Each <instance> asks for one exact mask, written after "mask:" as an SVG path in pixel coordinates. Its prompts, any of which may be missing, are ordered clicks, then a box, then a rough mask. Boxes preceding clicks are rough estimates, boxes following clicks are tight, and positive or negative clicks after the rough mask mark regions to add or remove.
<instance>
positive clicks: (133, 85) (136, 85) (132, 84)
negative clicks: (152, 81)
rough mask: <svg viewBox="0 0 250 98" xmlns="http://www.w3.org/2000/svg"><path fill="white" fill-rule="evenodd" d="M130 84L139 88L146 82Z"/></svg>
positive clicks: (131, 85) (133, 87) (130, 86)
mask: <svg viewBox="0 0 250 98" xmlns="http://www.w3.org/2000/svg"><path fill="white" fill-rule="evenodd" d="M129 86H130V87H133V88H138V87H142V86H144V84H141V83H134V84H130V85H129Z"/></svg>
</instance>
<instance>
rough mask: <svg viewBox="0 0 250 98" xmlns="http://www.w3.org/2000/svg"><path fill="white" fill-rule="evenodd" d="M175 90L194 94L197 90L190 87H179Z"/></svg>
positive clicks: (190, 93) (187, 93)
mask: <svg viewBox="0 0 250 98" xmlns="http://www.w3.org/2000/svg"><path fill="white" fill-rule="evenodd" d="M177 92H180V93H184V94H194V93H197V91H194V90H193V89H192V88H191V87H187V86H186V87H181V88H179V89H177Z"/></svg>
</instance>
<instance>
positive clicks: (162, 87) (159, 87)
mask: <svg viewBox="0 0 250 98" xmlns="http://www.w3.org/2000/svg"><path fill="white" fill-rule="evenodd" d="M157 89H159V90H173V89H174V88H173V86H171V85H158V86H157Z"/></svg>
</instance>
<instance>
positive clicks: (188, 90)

Task requirements ▸
Rewrite all of the rows above, replacing each occurrence of "positive clicks" with "inclusion clicks" and leaving everything else unchanged.

Response below ▸
Each <instance> asks for one exact mask, written after "mask:" as an SVG path in pixel coordinates. Its prompts, any of which may be missing, are ordered clicks, then a box, then a rough mask. Boxes preceding clicks are rough estimates, boxes following clicks are tight, and positive or negative clicks after the rough mask mark regions to add or remove.
<instance>
inclusion clicks: (133, 85) (136, 85) (132, 84)
negative clicks: (152, 81)
rough mask: <svg viewBox="0 0 250 98" xmlns="http://www.w3.org/2000/svg"><path fill="white" fill-rule="evenodd" d="M130 84L139 88L146 82Z"/></svg>
inclusion clicks: (131, 85) (133, 87) (130, 86)
mask: <svg viewBox="0 0 250 98" xmlns="http://www.w3.org/2000/svg"><path fill="white" fill-rule="evenodd" d="M129 86H130V87H133V88H138V87H142V86H144V84H141V83H134V84H130V85H129Z"/></svg>
</instance>
<instance>
rough mask: <svg viewBox="0 0 250 98" xmlns="http://www.w3.org/2000/svg"><path fill="white" fill-rule="evenodd" d="M175 90L194 94L197 90L190 87H179Z"/></svg>
inclusion clicks: (190, 93) (187, 93)
mask: <svg viewBox="0 0 250 98" xmlns="http://www.w3.org/2000/svg"><path fill="white" fill-rule="evenodd" d="M177 92H180V93H184V94H194V93H197V91H194V90H193V89H192V88H191V87H187V86H186V87H181V88H179V89H177Z"/></svg>
</instance>
<instance>
inclusion clicks: (162, 87) (159, 87)
mask: <svg viewBox="0 0 250 98" xmlns="http://www.w3.org/2000/svg"><path fill="white" fill-rule="evenodd" d="M157 89H159V90H173V89H174V88H173V86H171V85H158V86H157Z"/></svg>
</instance>
<instance>
inclusion clicks: (188, 90)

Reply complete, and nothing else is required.